● Task instructions
Please continue the forum discussion about soundproofing double stud walls from the point where it stops.

● Provided text
************

So - here is my thought problem. Would a double wall system comprising studs/joists of thinner material (say 3/4" stock) spaced 8" on center provide improved sound attenuation for an equivalent mass and depth system? 

Wall thickness. We know that neither the 8" concrete block wall, or an 8" thick two leaf, single stud wall (5/8 drywall on each side of 2x8 studs) accomplish nearly the sound attenuation that two 3.5" single leaf walls spaced apart by 1" does. If the theory is correct, then the addition of a limp mass membrane within the 1" airspace should provide significant sound attenuation by spreading the sound wavefront energy along the membrane. I have long thought that MLV, while expensive, is an app0roach that ought not be overlooked. As one would suspect, laminating MLV between two leaves, or merely using MLV as a semirigid face within a solid wall overlooks what the product can offer. Instead of securing it to either stud face, suspending it from the top plate, taping and overlapping its seams, and letting its lower edge brush the bottom of the stud spaces at the floor, would allow it to perform as intended - a limp mass sound deadener. Spaced 1/2" from the inner stud edges as I'm oproposing would limit vibrational coupling. 

Comments? 
A 

If I am correct that the detrimental effect of the linked leaf wall is related to its characteristic rigidity and mechanically coupled set of flat radiating surfaces planar to the direction of the sound waves, then eliminating the mechanical coupling should help. of concern, then


----------



## Ted White (May 4, 2009)

************

● Records provided
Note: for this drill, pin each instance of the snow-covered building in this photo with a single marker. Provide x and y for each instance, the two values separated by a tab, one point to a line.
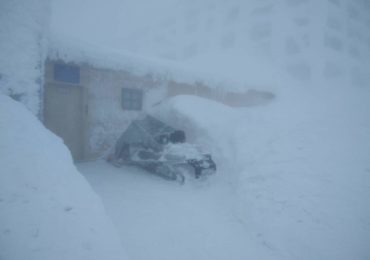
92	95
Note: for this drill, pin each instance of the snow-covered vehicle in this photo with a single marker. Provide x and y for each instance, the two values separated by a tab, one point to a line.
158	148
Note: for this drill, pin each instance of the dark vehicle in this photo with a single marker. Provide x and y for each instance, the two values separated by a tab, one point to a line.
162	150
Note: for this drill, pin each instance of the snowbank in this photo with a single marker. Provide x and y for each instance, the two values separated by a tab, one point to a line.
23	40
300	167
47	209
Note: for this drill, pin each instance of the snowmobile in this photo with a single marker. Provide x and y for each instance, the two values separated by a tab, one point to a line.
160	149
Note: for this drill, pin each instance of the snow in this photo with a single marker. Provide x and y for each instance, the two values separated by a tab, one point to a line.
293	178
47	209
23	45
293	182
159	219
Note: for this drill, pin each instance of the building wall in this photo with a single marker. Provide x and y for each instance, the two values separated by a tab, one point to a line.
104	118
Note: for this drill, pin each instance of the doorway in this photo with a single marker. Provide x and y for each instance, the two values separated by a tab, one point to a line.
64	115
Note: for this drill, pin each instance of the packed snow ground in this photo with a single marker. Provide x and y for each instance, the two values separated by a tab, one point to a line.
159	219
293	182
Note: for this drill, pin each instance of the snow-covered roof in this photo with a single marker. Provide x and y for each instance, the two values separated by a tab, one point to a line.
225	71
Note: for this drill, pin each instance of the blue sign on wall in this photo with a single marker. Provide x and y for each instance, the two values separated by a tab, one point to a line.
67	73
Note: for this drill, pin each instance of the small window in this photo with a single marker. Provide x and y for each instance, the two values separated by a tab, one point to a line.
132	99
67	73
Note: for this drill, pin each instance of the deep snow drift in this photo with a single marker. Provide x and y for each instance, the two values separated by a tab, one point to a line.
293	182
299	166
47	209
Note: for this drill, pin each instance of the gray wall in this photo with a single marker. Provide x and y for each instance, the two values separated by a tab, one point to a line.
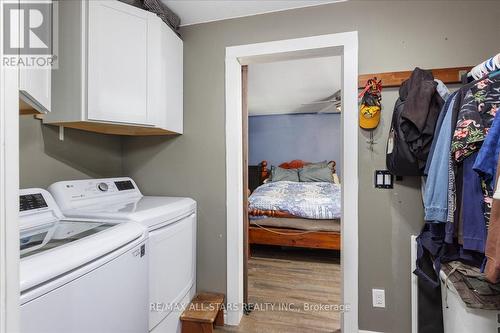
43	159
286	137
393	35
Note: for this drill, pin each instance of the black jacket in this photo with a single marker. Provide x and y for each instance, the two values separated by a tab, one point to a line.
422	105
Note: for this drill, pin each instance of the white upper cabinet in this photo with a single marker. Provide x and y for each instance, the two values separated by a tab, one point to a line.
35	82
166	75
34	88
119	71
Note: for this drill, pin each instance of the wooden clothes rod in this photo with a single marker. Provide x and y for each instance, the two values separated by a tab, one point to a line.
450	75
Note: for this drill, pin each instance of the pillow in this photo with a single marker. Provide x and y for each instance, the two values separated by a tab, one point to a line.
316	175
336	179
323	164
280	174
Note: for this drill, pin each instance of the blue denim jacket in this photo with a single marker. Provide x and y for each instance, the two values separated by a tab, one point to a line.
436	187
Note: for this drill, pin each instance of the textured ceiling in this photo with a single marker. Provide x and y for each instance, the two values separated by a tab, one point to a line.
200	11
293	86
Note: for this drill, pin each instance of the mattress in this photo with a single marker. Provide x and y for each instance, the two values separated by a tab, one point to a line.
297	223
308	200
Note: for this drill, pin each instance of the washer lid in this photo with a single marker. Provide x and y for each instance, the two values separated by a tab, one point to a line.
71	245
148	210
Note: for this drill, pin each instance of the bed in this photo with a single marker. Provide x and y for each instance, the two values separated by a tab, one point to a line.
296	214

************

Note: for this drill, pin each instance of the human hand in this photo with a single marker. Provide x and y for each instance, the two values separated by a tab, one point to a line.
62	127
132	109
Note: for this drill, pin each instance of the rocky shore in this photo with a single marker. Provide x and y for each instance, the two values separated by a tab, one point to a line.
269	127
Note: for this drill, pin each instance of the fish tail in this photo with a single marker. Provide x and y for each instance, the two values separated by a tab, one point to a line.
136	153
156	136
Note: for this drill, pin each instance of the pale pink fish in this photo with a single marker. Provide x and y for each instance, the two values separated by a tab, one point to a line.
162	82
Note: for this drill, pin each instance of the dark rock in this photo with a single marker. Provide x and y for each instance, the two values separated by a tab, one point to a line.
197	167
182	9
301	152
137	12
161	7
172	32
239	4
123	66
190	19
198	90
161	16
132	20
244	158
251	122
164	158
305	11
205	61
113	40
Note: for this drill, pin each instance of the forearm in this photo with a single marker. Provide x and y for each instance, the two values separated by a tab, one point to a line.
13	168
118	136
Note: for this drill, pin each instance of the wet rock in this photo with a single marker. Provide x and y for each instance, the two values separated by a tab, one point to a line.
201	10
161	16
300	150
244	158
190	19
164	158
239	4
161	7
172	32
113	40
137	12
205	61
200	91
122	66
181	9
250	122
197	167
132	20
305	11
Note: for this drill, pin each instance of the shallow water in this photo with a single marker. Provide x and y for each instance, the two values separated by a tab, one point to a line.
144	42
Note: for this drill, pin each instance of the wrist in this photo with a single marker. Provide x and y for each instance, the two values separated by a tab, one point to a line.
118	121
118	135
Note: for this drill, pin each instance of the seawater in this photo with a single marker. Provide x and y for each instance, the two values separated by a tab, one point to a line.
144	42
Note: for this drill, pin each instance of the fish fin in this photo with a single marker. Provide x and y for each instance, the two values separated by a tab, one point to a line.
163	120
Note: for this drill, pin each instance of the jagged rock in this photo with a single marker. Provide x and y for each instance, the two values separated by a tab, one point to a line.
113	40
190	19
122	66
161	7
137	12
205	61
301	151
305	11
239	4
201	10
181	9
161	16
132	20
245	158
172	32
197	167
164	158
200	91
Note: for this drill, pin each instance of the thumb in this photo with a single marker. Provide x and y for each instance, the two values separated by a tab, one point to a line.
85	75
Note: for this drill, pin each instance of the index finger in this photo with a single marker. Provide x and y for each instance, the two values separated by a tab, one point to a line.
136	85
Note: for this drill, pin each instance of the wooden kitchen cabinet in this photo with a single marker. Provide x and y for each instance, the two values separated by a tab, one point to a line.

************

● Response to this exercise
In the end, I rather liked the sandbag idea, actually…

Regarding your thoughts:

There is only 1 effective chamber, given that they are all united via common airspace.

The radiation from side A to side B is both from the framing/panel intersection (secured edge) as well as the panel itself. If you touched your finger to a vibrating wall you would feel (approximately) equal vibration on the stud as well as the panel. Keep in mind that we are describing very long wavelengths. Wavelengths longer than the individual studs and cavities. The entire leaf is oscillating.

The dimensions of the framing will not appreciably affect the Transmission Loss in a decoupled system. It certainly would affect things if it were a coupled, single stud system. This is precisely why a 25 ga steel (single) stud wall will outperform a wood stud wall. 

Limp mass inserted in the center of a double stud cavity will reduce your system to a triple leaf. Two smaller independently resonating cavities, both resonating at higher frequencies than the single large cavity. It’s a sure recipe to reduce TL in LF.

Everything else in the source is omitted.